• Requirement 1:
The text on the Sierra de Cogollos names several neighboring mountain ranges that share a protected area with it. List each of them.
• Requirement 2:
Answer these questions from the text on the Sierra de Cogollos:
(a) How high is the range's highest point?
(b) Which river valley separates the range from the Sierra Arana?
(c) Which municipality contains a small part of the range at its eastern end?
• Requirement 3:
Reproduce the part of the text on the Sierra de Cogollos that opens with the words containing "The Sierra de Cogollos is a" and closes with "del Majalijar peak.".

The Sierra de Cogollos is a mountain range of the Baetic System in Granada Province, Andalusia, Spain.

The range is located to the northeast of Granada city. Its highest point is the 1,889 m high Peñón del Majalijar peak.

==Geography==
The Sierra de Cogollos extends between the Vega de Granada valley to the west and the Axarquía in the east. To the north the narrow Blanco River valley separates it from the Sierra Arana and to the south, another narrow valley, carved by the Bermejo River marks the limit with the lower Sierra de la Yedra range. The northeastern sector of the Sierra de Cogollos merges with Sierra Arana.

This mountain range includes the Peñón de la Mata, a limestone mountain topped by a massive rocky outcrop that is 1669 m in height and that towers above Cogollos Vega town. Peñón del Majalijar, the ranges's highest summit is located at the other end of the range.
The Sierra de Cogollos is mostly included within the municipal term of Cogollos Vega, with a little part within Huétor Santillán at its eastern end.

===Protected areas===
The Sierra de Cogollos, along with the neighboring ranges of Sierra de la Alfaguara, Sierra de Huétor, Sierra de Diezma, Sierra de Beas, as well as the southern part of the Sierra de Arana, is a protected area under the name Sierra de Huétor and la Alfaguara Natural Park (Parque Natural de la Sierra de Huétor y la Alfaguara).

===Geology===
Geologically the Sierra de Cogollos belongs to the Baetic System and is made up mainly of sedimentary rocks from the Triassic, Jurassic and Cretaceous.

• Source information:
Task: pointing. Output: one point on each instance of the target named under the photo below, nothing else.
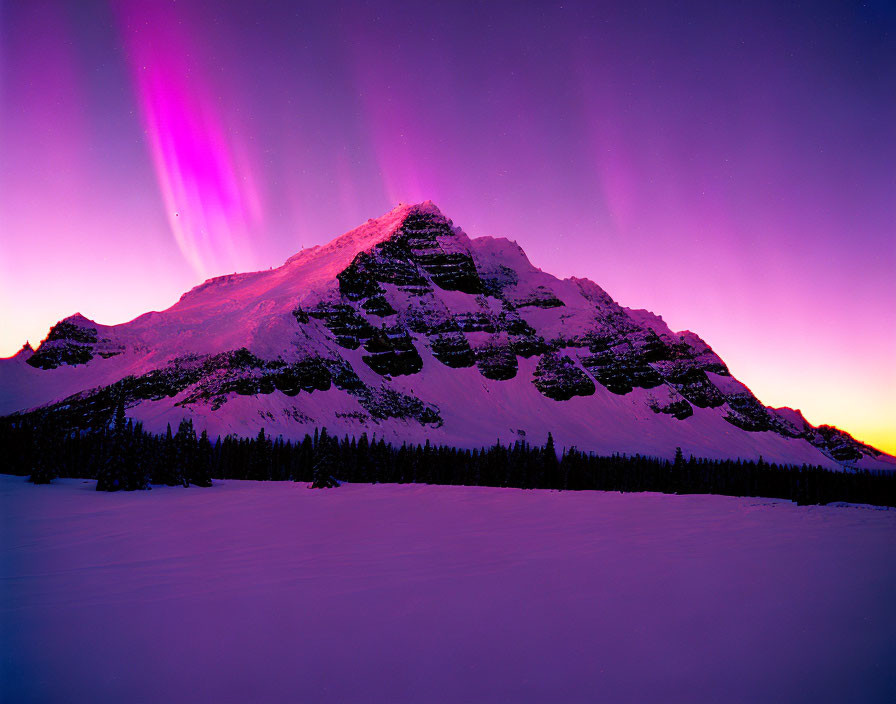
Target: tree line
(124, 456)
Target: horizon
(150, 147)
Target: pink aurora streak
(203, 167)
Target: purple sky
(731, 166)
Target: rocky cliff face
(387, 329)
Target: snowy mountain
(407, 329)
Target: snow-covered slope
(408, 329)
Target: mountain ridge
(407, 328)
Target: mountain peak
(375, 231)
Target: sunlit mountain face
(408, 329)
(729, 167)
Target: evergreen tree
(114, 473)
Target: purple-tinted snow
(272, 592)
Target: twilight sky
(730, 166)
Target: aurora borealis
(730, 166)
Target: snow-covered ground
(271, 592)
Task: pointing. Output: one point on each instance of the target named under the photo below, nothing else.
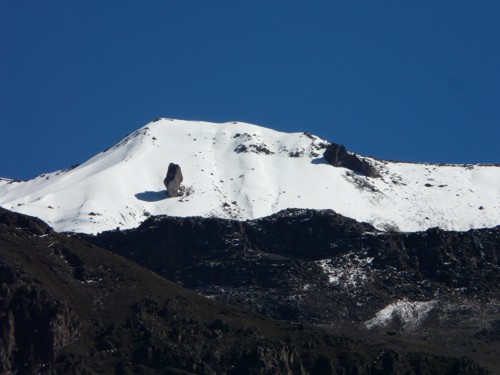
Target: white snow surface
(409, 314)
(273, 171)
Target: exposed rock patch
(173, 180)
(338, 156)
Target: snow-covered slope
(244, 171)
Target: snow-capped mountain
(243, 171)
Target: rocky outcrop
(338, 156)
(30, 224)
(173, 180)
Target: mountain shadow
(152, 196)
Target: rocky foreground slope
(318, 267)
(69, 307)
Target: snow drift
(243, 171)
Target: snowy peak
(243, 171)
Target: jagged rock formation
(338, 156)
(173, 180)
(320, 267)
(123, 319)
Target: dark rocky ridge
(338, 156)
(115, 317)
(272, 266)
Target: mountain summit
(243, 171)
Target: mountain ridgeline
(69, 307)
(243, 172)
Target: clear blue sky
(406, 80)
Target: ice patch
(410, 314)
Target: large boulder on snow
(338, 156)
(173, 180)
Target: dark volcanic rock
(338, 156)
(124, 319)
(173, 179)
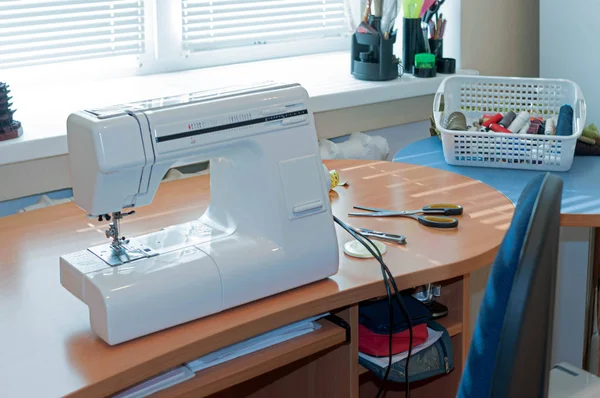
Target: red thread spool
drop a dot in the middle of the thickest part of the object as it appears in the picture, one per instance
(496, 128)
(489, 119)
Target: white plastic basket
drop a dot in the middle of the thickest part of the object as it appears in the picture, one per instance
(475, 96)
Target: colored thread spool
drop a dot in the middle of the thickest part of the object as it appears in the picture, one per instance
(508, 119)
(549, 129)
(519, 122)
(535, 126)
(491, 119)
(496, 128)
(335, 178)
(525, 128)
(457, 121)
(564, 126)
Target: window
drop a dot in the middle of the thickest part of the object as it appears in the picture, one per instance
(43, 32)
(150, 36)
(215, 24)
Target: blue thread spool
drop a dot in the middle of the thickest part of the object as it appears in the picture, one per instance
(565, 121)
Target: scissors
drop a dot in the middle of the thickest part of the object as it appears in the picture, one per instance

• Written reply 1:
- Sierra de la Alfaguara
- Sierra de Huétor
- Sierra de Diezma
- Sierra de Beas
- Sierra de Arana (southern part)

• Written reply 2:
(a) 1,889 m (Peñón del Majalijar)
(b) The Blanco River valley
(c) Huétor Santillán

• Written reply 3:
The Sierra de Cogollos is a mountain range of the Baetic System in Granada Province, Andalusia, Spain.

The range is located to the northeast of Granada city. Its highest point is the 1,889 m high Peñón del Majalijar peak.